**Tugas Latihan:**
1. Menurut teks tentang hubungan Indonesia dan Australia, siapa yang menyampaikan prediksi bahwa saling ketergantungan kedua negara akan semakin menguat?
2. Salin dengan tepat bagian teks tentang hubungan Indonesia dan Australia, mulai dari "Selain membutuhkan kebijakan-kebijakan" dan berakhir pada "yang lebih solid.".

**Teks:**
Saling Ketergantungan Indonesia Australia akan Menguat di Masa Depan
Saling ketergantungan antara Indonesia dengan Australia di berbagai sektor kerjasama yang strategis, seperti politik-keamanan, ekonomi, dan people-to-people contact atau saling kunjung antar masyarakat, diyakini akan semakin menguat di masa yang akan datang. Kedua negara sama-sama akan berubah menjadi besar, besar dalam konteks ekonomi, perdagangan, investasi, demografi hingga militer.
Prediksi ini disampaikan oleh Duta Besar RI untuk Australia, Nadjib Riphat Kesoema, ketika memberikan pidato khusus dalam acara pertemuan Australia-Indonesia Association (AIA) di Canberra hari Sabtu (16/7/2016).
Dalam pernyataan yang diterbitkan Kedutaan Besar Republik Indonesia dikatakan Dubes RI memperkirakan pada tahun 2030 mendatang, Indonesia dan Australia akan dihadapkan pada tekanan demografis yang sangat jauh berbeda dengan kondisi saat ini.
Indonesia akan menikmati masa keemasan demografis karena akan didominasi oleh penduduk usia muda yang produktif sehingga berpeluang mendongkrak tingkat pertumbuhan ekonomi domestik dan perdagangan internasional.
Di sisi lain, populasi Australia diprediksi akan berubah signifikan. Tingkat pendapatannya pun akan meningkat. Kondisi ini membuat kedua negara menghadapi tantangan yang tidak ringan, khususnya bagaimana menciptakan lapangan kerja.
Selain membutuhkan kebijakan-kebijakan ekonomi yang tepat, Indonesia dan Australia tidak memiliki opsi lain kecuali memperkuat kerjasama bilateral.
Dubes RI menambahkan bahwa kedua negara juga perlu mempromosikan kerjasama di tingkat kawasan, baik di kawasan ASEAN, Asia-Pasifik dan Pasifik Selatan. Untuk itu, dibutuhkan kemitraan antara Indonesia dan Australia yang lebih produktif dan lebih kuat agar dapat memecahkan berbagai tantangan di masa kini guna meletakkan fondasi dan peluang kerjasama di masa depan yang lebih solid.

**Data Mentah:**

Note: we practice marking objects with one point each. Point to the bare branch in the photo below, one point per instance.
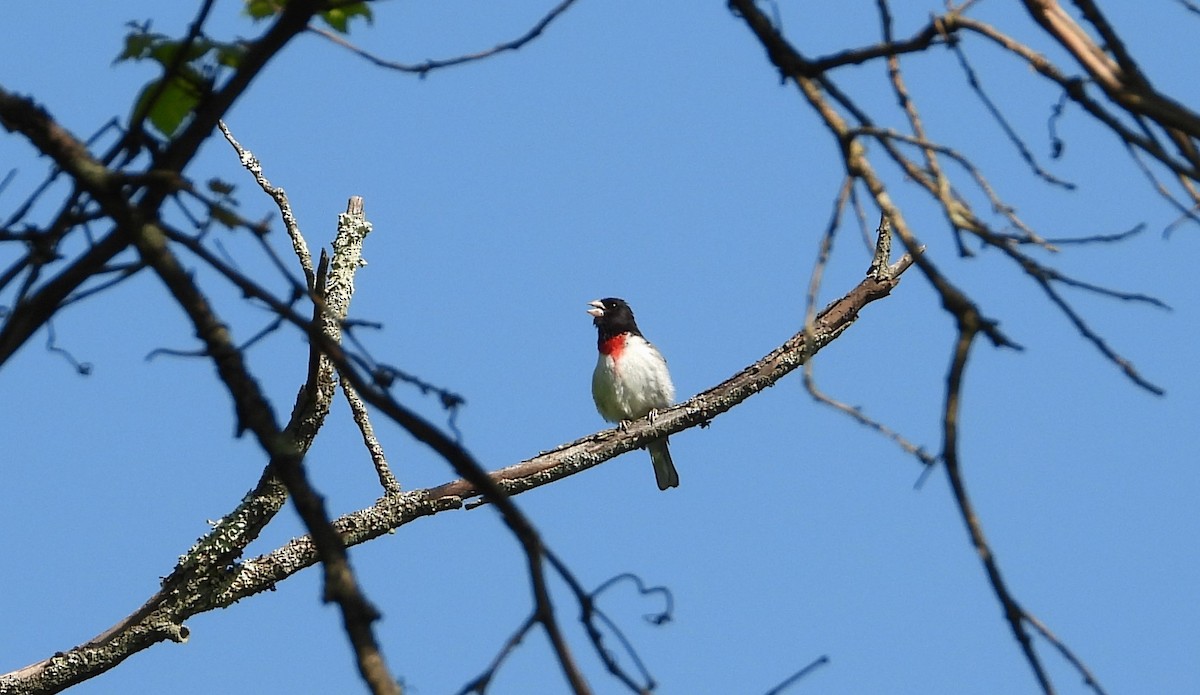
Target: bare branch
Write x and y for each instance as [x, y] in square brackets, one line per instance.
[423, 69]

**Daftar Jawaban:**
1. Duta Besar RI untuk Australia, Nadjib Riphat Kesoema.

2.
Selain membutuhkan kebijakan-kebijakan ekonomi yang tepat, Indonesia dan Australia tidak memiliki opsi lain kecuali memperkuat kerjasama bilateral.
Dubes RI menambahkan bahwa kedua negara juga perlu mempromosikan kerjasama di tingkat kawasan, baik di kawasan ASEAN, Asia-Pasifik dan Pasifik Selatan. Untuk itu, dibutuhkan kemitraan antara Indonesia dan Australia yang lebih produktif dan lebih kuat agar dapat memecahkan berbagai tantangan di masa kini guna meletakkan fondasi dan peluang kerjasama di masa depan yang lebih solid.